▶ Task to complete
Give the records below as a Markdown table with two columns, Row and Line. Put a row number in Row and the text in Line, leaving out any blank lines.

=====

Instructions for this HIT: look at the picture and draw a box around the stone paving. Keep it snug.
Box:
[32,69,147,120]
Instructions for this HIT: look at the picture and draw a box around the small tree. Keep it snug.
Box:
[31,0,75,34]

=====

▶ Written response
| Row | Line |
|---|---|
| 1 | Instructions for this HIT: look at the picture and draw a box around the stone paving. Keep it snug. |
| 2 | Box: |
| 3 | [32,69,147,120] |
| 4 | Instructions for this HIT: look at the picture and draw a box around the small tree. Keep it snug. |
| 5 | Box: |
| 6 | [31,0,75,34] |